SET TASKS =
**a)** Please rewrite the garden passage starting at "All of this" and ending at "this hot out.", swapping "stews" for "casseroles".
**b)** According to the garden passage, what does the writer intend to use the dried zucchini slices for?

── TEXT TO READ

Aside from that however, things are doing well. The corn survived the windstorm with only one accident – the tallest was broken, but seems to still be alive so I am hoping it will germinate and produce some ears regardless of its hunched over appearance. Additionally the tomato plants, while completely out of their cages, seem to be setting fruit and doing nicely. The green beans are producing in a somewhat mind boggling quantity and every time I go out to pick beans, which is daily, I find ones hiding that are near mutant size.

All of this abundance has resulted in regular blanching and freezing of beans, and while zucchini bread has been made more than once…or even thrice…I am trying a different way of storing the zukes today. I am hoping to dry slices and then put those up for future use in soups and stews this winter. They would add great flavor to stocks and it seems like a better use for them than bread, mostly because I hate baking when it is this hot out.

────
── RECORDS SUPPLIED

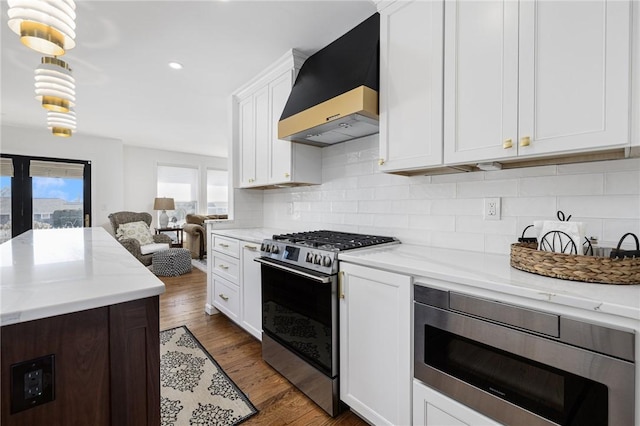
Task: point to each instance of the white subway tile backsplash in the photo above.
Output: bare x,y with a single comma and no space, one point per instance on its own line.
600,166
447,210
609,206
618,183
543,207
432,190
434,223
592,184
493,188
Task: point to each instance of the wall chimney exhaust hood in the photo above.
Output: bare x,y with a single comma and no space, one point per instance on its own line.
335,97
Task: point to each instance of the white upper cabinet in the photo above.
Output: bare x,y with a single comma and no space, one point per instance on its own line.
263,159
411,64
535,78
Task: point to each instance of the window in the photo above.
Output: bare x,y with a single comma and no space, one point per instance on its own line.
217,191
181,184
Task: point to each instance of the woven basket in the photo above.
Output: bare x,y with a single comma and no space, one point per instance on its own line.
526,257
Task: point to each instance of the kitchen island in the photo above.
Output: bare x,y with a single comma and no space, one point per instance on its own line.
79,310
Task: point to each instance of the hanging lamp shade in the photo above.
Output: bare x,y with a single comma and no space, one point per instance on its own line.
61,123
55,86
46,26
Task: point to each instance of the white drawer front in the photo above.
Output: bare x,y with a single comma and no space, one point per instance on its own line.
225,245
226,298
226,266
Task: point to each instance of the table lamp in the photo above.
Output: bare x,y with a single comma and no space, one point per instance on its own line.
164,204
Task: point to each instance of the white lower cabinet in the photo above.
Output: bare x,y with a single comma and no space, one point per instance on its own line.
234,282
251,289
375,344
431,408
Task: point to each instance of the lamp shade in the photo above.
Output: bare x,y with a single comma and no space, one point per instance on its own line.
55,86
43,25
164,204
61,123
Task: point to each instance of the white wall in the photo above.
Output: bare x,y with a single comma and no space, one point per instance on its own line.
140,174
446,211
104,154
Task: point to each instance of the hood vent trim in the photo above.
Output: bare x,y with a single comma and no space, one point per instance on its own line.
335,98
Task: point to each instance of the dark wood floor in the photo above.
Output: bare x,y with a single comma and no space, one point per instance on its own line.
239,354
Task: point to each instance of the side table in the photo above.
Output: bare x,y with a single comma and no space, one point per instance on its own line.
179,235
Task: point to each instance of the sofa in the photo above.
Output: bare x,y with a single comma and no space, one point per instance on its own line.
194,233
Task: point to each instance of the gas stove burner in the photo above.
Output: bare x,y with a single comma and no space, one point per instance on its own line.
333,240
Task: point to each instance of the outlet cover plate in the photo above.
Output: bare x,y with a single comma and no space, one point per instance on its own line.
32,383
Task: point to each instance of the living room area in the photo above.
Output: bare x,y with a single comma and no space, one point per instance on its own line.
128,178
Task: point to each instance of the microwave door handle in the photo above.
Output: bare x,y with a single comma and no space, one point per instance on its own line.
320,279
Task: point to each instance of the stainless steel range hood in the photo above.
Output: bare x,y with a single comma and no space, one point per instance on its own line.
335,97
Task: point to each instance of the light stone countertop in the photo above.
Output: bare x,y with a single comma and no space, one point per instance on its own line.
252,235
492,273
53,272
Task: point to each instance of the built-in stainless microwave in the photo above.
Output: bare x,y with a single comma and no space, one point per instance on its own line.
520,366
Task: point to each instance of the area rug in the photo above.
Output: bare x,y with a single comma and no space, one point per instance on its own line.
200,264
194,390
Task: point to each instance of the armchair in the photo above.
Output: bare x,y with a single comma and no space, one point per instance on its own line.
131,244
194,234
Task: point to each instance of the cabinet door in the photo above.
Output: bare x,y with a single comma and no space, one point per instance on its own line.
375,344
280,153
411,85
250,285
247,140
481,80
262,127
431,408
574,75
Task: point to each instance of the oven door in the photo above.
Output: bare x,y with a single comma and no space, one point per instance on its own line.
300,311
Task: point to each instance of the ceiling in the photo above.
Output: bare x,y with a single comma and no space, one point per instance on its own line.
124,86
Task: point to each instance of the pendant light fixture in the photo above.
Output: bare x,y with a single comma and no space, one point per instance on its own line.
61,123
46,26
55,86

────
── RECORDS SUPPLIED

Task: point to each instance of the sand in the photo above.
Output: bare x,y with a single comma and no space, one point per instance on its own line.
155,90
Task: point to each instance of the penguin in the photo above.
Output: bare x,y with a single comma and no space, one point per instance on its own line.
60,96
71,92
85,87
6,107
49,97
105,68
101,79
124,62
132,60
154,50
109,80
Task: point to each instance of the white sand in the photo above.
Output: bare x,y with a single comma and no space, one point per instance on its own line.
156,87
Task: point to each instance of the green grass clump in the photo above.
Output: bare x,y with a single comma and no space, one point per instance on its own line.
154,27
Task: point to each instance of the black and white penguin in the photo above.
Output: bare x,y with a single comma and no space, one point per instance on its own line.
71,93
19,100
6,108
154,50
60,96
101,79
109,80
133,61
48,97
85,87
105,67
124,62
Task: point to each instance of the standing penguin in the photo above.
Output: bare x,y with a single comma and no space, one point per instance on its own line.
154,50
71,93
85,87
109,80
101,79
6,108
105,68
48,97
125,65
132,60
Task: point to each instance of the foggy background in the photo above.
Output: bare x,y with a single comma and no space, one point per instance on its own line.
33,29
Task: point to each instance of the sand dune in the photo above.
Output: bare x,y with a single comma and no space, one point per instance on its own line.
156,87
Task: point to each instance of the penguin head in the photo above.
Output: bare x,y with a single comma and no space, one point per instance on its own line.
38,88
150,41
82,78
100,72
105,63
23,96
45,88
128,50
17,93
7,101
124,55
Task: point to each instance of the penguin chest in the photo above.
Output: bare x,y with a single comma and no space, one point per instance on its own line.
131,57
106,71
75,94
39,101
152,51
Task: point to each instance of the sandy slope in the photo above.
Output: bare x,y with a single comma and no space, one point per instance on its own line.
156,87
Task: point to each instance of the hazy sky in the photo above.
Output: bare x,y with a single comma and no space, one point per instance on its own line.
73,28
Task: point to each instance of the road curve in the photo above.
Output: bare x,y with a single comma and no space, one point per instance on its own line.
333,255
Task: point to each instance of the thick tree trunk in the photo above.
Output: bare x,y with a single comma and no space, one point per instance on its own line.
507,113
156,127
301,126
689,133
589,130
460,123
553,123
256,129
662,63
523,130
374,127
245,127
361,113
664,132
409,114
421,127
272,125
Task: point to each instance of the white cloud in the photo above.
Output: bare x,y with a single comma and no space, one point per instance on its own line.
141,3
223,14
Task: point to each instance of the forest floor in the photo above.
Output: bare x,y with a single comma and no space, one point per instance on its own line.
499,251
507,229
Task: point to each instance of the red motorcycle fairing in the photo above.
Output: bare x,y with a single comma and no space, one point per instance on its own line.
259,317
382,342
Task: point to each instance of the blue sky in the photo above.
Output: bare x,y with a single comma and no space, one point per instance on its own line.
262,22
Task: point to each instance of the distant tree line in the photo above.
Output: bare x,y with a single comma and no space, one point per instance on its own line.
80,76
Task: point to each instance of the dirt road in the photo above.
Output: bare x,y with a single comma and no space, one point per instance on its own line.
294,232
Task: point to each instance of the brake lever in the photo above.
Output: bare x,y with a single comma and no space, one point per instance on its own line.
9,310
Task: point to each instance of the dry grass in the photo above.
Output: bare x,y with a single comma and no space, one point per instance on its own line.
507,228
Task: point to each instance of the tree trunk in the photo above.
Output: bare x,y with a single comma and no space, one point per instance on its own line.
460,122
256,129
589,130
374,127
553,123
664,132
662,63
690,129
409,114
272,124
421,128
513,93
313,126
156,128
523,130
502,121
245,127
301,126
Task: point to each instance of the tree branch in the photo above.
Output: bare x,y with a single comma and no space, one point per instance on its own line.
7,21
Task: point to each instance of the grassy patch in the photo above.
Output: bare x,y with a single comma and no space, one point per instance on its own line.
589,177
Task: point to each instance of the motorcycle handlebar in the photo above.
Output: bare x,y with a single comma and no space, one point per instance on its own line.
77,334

────

RESPONSES TO THE EXERCISE =
**a)**
All of this abundance has resulted in regular blanching and freezing of beans, and while zucchini bread has been made more than once…or even thrice…I am trying a different way of storing the zukes today. I am hoping to dry slices and then put those up for future use in soups and casseroles this winter. They would add great flavor to stocks and it seems like a better use for them than bread, mostly because I hate baking when it is this hot out.

**b)** Soups and stews this winter.